**Task requirements**
Copy out every line in the items below that contains the string "query". Case counts.

**The records**
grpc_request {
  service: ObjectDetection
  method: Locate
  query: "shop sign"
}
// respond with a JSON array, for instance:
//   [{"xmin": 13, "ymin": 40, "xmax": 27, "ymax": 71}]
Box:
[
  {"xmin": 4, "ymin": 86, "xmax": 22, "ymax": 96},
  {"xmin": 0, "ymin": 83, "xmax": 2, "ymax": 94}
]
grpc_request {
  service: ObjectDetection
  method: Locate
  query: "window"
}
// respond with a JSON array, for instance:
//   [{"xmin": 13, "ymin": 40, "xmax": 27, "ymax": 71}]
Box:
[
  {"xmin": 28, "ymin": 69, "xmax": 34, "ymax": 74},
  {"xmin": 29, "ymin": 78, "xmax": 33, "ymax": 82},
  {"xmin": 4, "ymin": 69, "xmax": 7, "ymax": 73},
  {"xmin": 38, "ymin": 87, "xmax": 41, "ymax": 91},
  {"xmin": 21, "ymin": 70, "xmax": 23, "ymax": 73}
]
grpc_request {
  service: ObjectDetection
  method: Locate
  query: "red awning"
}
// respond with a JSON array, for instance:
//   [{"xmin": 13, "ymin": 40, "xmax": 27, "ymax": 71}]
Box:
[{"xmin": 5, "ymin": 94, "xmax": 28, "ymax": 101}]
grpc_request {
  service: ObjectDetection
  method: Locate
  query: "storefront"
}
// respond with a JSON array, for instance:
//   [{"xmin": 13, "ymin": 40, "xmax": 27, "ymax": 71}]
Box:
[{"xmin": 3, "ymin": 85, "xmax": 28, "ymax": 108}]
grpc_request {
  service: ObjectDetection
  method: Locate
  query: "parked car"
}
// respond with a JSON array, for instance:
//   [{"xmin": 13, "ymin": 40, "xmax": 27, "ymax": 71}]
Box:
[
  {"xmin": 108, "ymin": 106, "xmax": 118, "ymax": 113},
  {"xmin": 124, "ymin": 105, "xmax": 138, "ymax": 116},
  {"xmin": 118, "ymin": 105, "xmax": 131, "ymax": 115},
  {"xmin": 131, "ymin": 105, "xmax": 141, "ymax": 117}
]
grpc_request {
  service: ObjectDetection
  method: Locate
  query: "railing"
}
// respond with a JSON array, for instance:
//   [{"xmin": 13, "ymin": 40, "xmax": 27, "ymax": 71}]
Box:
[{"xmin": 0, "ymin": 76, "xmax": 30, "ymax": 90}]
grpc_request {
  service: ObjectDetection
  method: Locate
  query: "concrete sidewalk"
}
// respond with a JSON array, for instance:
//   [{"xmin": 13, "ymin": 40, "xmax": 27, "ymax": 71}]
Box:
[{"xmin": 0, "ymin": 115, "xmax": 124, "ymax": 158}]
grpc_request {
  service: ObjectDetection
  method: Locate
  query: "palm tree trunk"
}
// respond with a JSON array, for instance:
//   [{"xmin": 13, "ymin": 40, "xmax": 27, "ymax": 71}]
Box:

**Complete output**
  query: "shop sign"
  query: "window"
  query: "red awning"
  query: "storefront"
  query: "parked car"
  query: "railing"
  query: "concrete sidewalk"
  query: "palm tree trunk"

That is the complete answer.